> _WRITTEN PROBLEM_: Reproduce the records below from the line with "I'd really appreciate it if you could detect the terracotta roof" up to and including the line with "75, 170, 360, 240", scaling every bounding-box coordinate in the answers by 0.85 and rounding to whole numbers, halves up. Keep the requests unchanged and output only those lines.

> _DATASET RECORDS_:

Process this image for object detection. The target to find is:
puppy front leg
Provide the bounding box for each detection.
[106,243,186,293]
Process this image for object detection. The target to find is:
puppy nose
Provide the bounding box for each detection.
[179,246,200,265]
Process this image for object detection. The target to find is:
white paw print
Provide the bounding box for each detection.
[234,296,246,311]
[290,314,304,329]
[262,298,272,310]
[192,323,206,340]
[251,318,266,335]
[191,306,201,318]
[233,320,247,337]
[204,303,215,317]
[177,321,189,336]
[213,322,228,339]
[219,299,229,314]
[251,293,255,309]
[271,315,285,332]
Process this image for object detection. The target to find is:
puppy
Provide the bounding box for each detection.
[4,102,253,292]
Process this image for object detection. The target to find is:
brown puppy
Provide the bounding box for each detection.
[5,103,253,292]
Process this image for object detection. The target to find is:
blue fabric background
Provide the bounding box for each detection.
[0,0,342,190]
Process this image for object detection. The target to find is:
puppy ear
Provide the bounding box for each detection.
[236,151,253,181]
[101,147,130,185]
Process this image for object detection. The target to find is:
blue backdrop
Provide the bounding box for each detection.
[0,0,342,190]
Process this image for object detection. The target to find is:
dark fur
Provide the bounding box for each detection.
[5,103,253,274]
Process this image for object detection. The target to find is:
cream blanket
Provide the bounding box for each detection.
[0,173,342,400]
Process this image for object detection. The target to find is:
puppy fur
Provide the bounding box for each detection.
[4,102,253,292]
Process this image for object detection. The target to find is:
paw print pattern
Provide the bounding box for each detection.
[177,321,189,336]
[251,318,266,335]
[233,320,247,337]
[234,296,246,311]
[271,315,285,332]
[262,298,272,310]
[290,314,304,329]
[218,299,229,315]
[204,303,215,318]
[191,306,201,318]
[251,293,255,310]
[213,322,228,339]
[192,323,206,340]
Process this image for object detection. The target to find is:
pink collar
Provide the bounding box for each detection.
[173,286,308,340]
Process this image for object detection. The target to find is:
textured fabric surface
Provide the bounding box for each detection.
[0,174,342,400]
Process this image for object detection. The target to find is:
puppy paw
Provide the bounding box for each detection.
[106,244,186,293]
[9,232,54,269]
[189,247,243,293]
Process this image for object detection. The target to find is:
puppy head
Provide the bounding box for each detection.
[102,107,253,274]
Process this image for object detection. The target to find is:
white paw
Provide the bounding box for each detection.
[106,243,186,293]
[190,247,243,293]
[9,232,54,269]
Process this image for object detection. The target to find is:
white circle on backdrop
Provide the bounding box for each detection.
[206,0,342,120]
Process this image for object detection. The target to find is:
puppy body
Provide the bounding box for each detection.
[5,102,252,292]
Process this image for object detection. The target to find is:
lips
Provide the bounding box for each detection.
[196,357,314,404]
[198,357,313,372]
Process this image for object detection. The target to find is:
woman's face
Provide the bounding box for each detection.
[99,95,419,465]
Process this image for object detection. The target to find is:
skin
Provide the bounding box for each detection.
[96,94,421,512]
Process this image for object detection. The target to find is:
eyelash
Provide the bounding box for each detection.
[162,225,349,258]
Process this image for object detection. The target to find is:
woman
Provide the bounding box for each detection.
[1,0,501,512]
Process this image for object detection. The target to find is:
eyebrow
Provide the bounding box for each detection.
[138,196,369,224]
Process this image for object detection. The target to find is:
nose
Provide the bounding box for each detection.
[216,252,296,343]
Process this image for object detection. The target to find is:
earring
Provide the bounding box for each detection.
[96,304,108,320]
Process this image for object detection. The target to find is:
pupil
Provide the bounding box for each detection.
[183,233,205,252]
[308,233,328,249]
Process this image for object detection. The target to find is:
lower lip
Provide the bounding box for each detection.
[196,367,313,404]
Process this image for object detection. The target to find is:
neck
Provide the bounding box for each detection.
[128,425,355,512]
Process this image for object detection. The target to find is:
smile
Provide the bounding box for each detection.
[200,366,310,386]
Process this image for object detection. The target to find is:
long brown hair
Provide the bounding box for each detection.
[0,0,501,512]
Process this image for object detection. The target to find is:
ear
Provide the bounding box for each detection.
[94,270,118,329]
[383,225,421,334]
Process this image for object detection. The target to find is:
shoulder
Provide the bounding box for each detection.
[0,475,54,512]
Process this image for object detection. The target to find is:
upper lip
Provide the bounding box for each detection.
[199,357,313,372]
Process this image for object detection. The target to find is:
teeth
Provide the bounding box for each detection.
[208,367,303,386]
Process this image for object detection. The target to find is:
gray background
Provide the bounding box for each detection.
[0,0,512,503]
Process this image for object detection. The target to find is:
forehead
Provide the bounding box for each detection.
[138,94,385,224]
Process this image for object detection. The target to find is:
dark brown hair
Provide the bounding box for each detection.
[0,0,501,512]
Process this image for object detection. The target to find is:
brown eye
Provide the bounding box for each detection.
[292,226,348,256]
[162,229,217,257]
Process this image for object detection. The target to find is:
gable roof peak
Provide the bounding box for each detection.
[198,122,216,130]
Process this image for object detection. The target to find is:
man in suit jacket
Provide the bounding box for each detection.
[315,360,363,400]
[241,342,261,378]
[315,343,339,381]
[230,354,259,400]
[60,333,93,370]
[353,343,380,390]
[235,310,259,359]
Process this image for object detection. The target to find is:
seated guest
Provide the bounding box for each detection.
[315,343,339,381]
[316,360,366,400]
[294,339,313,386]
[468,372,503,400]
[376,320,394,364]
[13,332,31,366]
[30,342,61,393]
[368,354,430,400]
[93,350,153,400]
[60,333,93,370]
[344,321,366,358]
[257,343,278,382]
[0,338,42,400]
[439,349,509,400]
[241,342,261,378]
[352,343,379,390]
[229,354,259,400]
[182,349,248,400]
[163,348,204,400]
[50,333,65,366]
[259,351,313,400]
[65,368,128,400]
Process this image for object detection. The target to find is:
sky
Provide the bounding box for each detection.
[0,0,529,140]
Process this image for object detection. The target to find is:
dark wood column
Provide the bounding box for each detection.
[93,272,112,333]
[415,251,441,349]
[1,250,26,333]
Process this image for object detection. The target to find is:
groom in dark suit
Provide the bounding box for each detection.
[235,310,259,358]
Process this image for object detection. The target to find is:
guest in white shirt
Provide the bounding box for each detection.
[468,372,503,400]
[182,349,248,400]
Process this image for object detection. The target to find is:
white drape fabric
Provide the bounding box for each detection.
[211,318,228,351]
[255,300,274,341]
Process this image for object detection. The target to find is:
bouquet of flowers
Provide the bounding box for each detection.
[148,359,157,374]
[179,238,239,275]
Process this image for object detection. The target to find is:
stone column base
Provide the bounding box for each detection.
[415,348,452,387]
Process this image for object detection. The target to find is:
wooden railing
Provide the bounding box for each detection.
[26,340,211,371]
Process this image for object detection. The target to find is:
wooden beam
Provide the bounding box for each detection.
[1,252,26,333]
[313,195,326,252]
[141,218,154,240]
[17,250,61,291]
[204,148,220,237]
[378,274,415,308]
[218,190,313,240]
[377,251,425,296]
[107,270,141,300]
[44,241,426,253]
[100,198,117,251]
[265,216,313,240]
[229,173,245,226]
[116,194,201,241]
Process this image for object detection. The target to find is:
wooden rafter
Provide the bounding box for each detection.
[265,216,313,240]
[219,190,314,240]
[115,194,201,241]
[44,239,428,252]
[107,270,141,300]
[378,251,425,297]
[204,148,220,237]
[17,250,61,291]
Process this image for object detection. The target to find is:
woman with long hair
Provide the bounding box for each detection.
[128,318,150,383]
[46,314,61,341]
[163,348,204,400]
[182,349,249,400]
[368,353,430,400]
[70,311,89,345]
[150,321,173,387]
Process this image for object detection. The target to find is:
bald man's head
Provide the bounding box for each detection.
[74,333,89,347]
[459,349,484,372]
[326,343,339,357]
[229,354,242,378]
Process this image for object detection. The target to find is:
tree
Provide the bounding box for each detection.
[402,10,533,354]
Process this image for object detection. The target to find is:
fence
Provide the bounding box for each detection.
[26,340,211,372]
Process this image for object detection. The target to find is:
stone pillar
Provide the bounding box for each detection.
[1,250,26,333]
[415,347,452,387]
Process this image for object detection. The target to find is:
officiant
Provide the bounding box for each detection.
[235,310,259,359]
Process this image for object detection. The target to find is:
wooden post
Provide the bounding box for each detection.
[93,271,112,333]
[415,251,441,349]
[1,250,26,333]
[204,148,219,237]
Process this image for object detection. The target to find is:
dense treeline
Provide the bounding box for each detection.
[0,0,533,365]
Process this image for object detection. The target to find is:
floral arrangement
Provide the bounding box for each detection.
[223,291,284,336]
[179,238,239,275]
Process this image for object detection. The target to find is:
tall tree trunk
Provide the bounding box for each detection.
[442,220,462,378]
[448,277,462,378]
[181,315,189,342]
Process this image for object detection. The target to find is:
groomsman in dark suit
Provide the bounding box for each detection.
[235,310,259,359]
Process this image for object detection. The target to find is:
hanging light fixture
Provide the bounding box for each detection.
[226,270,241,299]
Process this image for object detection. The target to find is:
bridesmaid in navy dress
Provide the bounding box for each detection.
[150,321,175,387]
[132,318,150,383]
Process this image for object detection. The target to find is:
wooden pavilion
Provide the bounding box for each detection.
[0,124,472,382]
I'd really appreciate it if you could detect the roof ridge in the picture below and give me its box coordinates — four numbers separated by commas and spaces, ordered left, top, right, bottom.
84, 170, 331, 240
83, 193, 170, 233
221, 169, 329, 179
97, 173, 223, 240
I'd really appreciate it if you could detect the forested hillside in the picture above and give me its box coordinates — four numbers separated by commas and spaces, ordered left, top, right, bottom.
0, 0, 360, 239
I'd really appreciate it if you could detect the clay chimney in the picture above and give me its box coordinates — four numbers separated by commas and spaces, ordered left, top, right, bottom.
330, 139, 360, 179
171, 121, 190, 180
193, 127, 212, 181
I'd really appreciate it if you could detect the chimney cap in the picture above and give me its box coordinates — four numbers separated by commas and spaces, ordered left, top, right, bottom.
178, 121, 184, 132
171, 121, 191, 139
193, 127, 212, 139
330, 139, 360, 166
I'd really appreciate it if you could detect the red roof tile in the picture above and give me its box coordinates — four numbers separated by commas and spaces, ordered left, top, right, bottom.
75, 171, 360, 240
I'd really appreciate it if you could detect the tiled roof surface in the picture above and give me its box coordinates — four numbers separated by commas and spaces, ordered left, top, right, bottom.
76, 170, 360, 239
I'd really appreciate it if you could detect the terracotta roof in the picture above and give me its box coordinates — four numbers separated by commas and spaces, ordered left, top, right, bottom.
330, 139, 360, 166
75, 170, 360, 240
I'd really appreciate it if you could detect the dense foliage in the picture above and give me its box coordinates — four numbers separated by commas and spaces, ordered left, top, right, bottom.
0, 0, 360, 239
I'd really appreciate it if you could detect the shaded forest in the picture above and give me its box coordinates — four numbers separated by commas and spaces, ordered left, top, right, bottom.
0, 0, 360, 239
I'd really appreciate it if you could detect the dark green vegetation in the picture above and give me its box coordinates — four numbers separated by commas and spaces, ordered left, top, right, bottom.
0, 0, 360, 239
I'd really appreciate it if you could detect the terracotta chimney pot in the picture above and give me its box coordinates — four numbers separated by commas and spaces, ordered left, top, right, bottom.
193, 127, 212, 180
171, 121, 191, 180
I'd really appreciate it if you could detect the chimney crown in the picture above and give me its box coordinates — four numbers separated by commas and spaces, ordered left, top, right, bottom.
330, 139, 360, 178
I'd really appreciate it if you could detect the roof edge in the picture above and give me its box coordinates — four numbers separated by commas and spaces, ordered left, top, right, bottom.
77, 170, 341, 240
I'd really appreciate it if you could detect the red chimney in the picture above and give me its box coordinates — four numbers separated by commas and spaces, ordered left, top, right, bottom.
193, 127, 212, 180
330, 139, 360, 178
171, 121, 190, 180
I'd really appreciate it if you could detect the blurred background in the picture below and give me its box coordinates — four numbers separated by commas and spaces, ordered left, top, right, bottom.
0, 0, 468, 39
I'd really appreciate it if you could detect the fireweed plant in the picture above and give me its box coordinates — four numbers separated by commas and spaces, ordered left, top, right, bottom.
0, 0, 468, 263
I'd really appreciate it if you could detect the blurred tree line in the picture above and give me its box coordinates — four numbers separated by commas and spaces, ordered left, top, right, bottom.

> _RESULT FOR THIS EXERCISE_:
I'd really appreciate it if you could detect the terracotta roof in the picture above and give me its box coordinates — four numbers separated by commas and spaces, ordered left, top, right, bottom.
281, 118, 306, 141
64, 145, 306, 204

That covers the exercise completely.